Materials provided —

++++++++++++++++++++

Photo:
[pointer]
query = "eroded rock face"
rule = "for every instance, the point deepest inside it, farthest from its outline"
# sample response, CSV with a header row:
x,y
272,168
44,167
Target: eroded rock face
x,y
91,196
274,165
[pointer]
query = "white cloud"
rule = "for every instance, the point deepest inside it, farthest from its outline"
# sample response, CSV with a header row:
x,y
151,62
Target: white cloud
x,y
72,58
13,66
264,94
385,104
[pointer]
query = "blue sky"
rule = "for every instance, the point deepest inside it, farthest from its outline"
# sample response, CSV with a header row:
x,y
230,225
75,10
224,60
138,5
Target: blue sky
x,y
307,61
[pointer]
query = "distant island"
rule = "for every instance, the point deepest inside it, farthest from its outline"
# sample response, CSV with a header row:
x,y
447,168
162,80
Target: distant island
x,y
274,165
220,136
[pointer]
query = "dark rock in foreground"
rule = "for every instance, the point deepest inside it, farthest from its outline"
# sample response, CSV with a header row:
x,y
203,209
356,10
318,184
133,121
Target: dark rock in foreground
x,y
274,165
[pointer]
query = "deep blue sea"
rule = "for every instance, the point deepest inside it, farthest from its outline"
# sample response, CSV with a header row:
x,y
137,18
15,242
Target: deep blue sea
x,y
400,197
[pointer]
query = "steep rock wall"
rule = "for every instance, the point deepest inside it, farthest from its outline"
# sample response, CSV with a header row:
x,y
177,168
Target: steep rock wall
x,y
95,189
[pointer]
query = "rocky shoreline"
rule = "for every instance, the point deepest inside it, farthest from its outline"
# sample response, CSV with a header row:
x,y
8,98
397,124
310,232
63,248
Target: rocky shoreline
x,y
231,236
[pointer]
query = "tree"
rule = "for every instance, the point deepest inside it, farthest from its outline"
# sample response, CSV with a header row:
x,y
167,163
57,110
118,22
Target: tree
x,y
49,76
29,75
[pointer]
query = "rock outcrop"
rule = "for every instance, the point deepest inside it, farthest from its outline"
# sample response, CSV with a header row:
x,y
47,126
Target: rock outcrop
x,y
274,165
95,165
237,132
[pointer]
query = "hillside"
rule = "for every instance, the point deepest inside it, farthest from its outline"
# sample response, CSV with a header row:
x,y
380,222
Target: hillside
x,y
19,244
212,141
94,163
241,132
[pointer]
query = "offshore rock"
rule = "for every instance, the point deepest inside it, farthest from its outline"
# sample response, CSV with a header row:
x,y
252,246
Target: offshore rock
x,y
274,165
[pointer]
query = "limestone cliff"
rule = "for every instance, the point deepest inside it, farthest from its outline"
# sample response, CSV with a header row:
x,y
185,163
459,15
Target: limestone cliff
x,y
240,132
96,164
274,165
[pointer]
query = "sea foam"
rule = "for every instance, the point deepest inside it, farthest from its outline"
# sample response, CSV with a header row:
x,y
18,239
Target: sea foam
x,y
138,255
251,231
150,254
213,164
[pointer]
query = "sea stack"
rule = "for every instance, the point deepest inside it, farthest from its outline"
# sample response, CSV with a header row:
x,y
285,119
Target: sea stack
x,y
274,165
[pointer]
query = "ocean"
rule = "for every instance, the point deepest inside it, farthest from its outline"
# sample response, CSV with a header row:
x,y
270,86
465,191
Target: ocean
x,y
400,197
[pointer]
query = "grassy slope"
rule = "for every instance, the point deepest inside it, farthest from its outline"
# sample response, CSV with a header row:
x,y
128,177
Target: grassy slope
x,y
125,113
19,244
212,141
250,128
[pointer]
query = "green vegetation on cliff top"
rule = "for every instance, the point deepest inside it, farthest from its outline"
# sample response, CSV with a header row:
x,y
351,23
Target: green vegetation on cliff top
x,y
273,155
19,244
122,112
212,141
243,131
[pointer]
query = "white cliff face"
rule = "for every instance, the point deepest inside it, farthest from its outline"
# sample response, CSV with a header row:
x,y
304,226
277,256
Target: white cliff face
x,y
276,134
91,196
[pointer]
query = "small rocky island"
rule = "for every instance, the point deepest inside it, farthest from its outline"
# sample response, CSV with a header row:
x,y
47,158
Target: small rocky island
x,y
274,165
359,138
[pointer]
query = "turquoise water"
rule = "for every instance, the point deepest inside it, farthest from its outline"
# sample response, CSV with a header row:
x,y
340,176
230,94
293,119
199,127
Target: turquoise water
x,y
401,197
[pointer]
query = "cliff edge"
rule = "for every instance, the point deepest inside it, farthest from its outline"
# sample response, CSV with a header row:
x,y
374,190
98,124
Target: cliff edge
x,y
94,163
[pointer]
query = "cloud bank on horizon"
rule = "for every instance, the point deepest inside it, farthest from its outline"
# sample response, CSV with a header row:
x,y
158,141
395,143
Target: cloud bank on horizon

++++++++++++++++++++

Problem details — Give all of the material again, exactly.

Solution —
Photo:
[pointer]
query = "eroded rock face"
rule = "for every instance, the point deepest inside it, farthest from its outline"
# sample response, CSV with a header row:
x,y
272,168
44,167
Target: eroded rock face
x,y
91,196
274,165
[pointer]
query = "white cloud"
rule = "for every instance, the point deepest inside it, farthest from its outline"
# sample response, CSV with a header row:
x,y
151,62
Target: white cloud
x,y
72,58
13,66
264,94
385,104
[pointer]
query = "blue sky"
rule = "for every instance, the point deepest inside it, farthest from its outline"
# sample response, CSV with a header row:
x,y
230,225
75,10
224,60
138,5
Target: blue sky
x,y
307,61
[pointer]
query = "distant island"
rule = "for every instance, the point deepest inside it, farthest from its outline"
# sample response, CSV with a header row:
x,y
447,168
162,80
Target: distant island
x,y
274,165
220,136
[pointer]
query = "dark rock in foreground"
rule = "for every instance, the point deepest inside it, farthest from its outline"
# sample response, CSV with a header row:
x,y
203,209
356,10
318,184
133,121
Target: dark rock in foreground
x,y
274,165
[pointer]
query = "deep blue sea"
rule = "for every instance, the point deepest inside it, farthest from its outline"
# sample response, CSV with a header row:
x,y
137,18
15,242
Target: deep blue sea
x,y
400,197
[pointer]
query = "steep rock wall"
rule = "for every instance, the point deepest inside it, farthest from its outline"
# sample response, CSV with a header row:
x,y
177,168
Target: steep rock wall
x,y
95,189
[pointer]
query = "rocky shoreline"
rule = "for every instance, the point deepest inside it, farthest from its outline"
# sample response, CSV with a header row:
x,y
8,98
397,124
310,232
63,248
Target: rocky shoreline
x,y
231,236
[pointer]
query = "tree"
rule = "for every instance, the point deepest inside it, farthest from its outline"
# sample response, CSV with a header row:
x,y
167,163
57,110
118,22
Target: tree
x,y
49,76
29,75
[pointer]
query = "rock outcrop"
rule = "for every instance, the point deepest inside it, farthest from its outline"
# sample response, CSV with a header row:
x,y
47,126
Target: rock outcrop
x,y
274,165
95,165
237,132
[pointer]
query = "hillside"
rule = "for every instance, the point deepest inside it, farthest from its outline"
# sample response, CSV with a header row:
x,y
380,222
Target: hillside
x,y
19,244
212,141
94,163
241,132
[pointer]
query = "offshore rock"
rule = "for every instance, the point deepest inside it, farthest from its outline"
# sample response, CSV with a header row:
x,y
252,246
Target: offshore rock
x,y
274,165
[pointer]
query = "limestone cliff"
rule = "for every instance, the point deepest inside it, farthest from its outline"
# sample response, CSV with a header row:
x,y
185,163
459,15
Target: limestone cliff
x,y
240,132
96,164
274,165
[pointer]
query = "sea foam"
rule = "for every instance, the point deepest inside it, farthest from its outline"
# sample response, CSV with a header row:
x,y
18,239
Target: sea foam
x,y
138,255
251,231
150,254
213,164
[pointer]
query = "sea stack"
rule = "for every instance, the point deepest inside it, farthest from its outline"
# sample response, CSV with a header row:
x,y
285,119
Target: sea stack
x,y
274,165
[pointer]
query = "ocean"
rule = "for every instance, the point deepest inside it, farthest from its outline"
# sample response, CSV with a header row:
x,y
270,86
465,191
Target: ocean
x,y
400,197
[pointer]
query = "grassy slope"
rule = "for every instance, the point deepest inside it, farthest from its outline"
# sample response, CSV with a header row:
x,y
128,177
Target: grassy slope
x,y
125,113
19,244
212,141
250,128
[pointer]
query = "green vegetation on cliff top"
rule = "for every instance, the point deepest inside it, farthest from its outline"
# sample response, CSV with a header row:
x,y
351,23
Target: green vegetation on cliff top
x,y
273,155
19,244
122,112
212,141
243,131
[pointer]
query = "white cliff face"
rule = "for every instance, the point deepest inside it, farthest from its outline"
# sample response, CSV with a header row:
x,y
304,226
277,256
Target: white cliff face
x,y
276,134
91,196
[pointer]
query = "small rocky island"
rule = "for every instance, the point deepest inside it, farthest from its outline"
# sample response, CSV with a header row:
x,y
47,158
Target: small rocky island
x,y
274,165
359,138
[pointer]
query = "turquoise water"
rule = "for every instance, the point deepest inside it, farthest from its outline"
# sample response, CSV with a header row:
x,y
340,176
230,94
293,119
199,127
Target: turquoise water
x,y
401,197
[pointer]
query = "cliff edge"
rule = "for every instance, the point deepest inside it, farthest from its outline"
# sample response, CSV with a header row:
x,y
374,190
98,124
Target: cliff edge
x,y
94,163
[pointer]
query = "cloud bank on horizon"
rule = "for every instance, the point deepest inside it, farthest from its outline"
# sample response, CSV with a header row:
x,y
158,141
395,143
Target: cloud bank on horizon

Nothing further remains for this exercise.